• _STATED PROBLEM_
Find every line in the entries below that contains the string "Query", matching case exactly, and copy each of those lines.

• _DATA EXTRACT_
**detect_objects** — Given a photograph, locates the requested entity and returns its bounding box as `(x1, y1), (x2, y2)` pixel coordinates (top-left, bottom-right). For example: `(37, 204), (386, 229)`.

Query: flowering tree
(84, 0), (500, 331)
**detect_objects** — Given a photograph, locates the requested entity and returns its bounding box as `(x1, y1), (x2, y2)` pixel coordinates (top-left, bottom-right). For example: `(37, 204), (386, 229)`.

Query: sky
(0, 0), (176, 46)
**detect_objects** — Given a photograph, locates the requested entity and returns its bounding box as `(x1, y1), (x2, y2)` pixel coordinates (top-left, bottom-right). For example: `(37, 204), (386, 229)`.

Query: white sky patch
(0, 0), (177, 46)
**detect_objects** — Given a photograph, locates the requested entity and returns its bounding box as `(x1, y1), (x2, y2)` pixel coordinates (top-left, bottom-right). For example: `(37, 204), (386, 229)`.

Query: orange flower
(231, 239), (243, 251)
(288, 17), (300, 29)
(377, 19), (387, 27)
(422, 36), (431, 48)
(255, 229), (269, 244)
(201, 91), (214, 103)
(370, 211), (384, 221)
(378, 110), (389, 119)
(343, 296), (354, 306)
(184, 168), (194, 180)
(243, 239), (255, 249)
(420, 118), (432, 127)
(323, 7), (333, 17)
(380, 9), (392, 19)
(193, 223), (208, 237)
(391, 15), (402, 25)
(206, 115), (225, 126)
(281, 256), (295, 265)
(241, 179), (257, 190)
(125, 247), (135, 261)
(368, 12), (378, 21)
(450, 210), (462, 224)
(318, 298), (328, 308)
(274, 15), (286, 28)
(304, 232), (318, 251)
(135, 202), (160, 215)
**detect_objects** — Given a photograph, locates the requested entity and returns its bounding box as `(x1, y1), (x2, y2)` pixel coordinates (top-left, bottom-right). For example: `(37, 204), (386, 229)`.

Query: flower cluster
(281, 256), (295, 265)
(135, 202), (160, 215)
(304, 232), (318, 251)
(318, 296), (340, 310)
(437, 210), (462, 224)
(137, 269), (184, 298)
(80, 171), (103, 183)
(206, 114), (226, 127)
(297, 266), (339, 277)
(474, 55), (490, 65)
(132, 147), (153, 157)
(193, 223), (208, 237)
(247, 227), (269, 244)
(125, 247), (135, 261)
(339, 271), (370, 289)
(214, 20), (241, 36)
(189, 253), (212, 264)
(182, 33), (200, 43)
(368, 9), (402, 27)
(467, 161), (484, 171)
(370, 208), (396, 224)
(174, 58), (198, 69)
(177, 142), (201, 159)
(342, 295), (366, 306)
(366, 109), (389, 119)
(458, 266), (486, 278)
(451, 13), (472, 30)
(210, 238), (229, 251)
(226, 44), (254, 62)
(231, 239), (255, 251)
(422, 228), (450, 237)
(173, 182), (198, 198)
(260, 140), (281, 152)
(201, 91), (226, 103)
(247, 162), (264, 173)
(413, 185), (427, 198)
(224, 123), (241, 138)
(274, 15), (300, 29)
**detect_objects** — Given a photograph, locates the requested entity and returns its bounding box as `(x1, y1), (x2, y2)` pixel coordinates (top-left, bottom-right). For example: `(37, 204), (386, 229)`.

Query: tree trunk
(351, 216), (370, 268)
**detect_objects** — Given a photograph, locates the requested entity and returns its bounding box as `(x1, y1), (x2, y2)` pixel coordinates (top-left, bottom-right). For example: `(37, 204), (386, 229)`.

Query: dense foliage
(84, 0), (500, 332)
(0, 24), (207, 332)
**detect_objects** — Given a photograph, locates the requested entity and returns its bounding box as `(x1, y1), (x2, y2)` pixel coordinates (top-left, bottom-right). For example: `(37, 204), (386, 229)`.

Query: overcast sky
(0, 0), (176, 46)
--
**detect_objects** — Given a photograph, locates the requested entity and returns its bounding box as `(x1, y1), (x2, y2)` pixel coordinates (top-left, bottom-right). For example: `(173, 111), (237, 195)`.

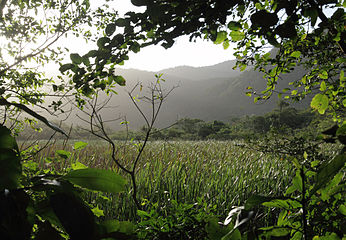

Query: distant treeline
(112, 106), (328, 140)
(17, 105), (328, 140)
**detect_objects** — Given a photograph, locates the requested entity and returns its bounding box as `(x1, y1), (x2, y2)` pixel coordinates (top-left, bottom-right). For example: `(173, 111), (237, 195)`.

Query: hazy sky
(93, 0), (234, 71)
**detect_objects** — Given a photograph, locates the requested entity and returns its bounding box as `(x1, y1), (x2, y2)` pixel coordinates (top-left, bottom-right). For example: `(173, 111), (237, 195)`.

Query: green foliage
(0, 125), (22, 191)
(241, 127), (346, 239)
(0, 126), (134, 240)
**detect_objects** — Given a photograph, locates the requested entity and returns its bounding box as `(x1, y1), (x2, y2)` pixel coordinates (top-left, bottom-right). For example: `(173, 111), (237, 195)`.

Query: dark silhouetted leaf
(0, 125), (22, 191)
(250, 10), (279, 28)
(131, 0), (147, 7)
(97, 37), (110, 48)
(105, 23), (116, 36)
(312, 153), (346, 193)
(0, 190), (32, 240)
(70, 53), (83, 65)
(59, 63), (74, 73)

• _ANSWER TO THIS TASK_
Query: flowering tree
Query: sky
Query: white sky patch
Query: orange flower
Query: flower cluster
Query: tree trunk
Query: dense foliage
Query: overcast sky
Query: distant treeline
Query: hazy sky
Query: green foliage
Query: dark silhouetted leaf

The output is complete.